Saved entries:
--- start ---

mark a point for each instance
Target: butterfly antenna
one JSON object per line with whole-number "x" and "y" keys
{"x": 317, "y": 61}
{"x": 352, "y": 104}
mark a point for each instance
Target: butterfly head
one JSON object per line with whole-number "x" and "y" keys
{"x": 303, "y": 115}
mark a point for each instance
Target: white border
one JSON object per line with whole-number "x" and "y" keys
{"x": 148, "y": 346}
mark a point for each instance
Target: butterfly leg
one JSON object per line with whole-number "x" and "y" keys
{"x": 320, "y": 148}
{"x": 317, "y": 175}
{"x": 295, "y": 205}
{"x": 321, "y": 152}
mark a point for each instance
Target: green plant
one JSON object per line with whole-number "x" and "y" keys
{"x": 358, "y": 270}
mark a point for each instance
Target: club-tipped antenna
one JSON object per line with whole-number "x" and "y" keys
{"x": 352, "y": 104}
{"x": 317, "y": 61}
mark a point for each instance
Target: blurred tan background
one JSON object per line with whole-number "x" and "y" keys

--- end ---

* What is needed *
Render the lines above as a numbered list, skipping any blank lines.

* Written answer *
1. mark a point for each instance
2. Target: butterfly antenna
3. one JSON object per line with whole-number "x" and "y" keys
4. {"x": 317, "y": 61}
5. {"x": 352, "y": 104}
6. mark a point for each instance
7. Target: butterfly head
8. one JSON object per line with whole-number "x" and "y" keys
9. {"x": 303, "y": 115}
10. mark a point for each instance
11. Target: white border
12. one JSON object per line with whole-number "x" and "y" keys
13. {"x": 148, "y": 346}
14. mark a point for each instance
15. Target: butterfly leg
16. one JSON object per line with whole-number "x" and "y" keys
17. {"x": 320, "y": 148}
18. {"x": 317, "y": 175}
19. {"x": 295, "y": 205}
20. {"x": 321, "y": 152}
21. mark a point for each instance
22. Target: green plant
23. one JSON object per line with whole-number "x" and "y" keys
24. {"x": 358, "y": 270}
25. mark a point for each instance
26. Target: club-tipped antenna
27. one JSON object per line with whole-number "x" and "y" keys
28. {"x": 352, "y": 104}
29. {"x": 317, "y": 61}
30. mark a point for each instance
31. Target: blurred tan background
32. one JSON object per line with whole-number "x" and "y" keys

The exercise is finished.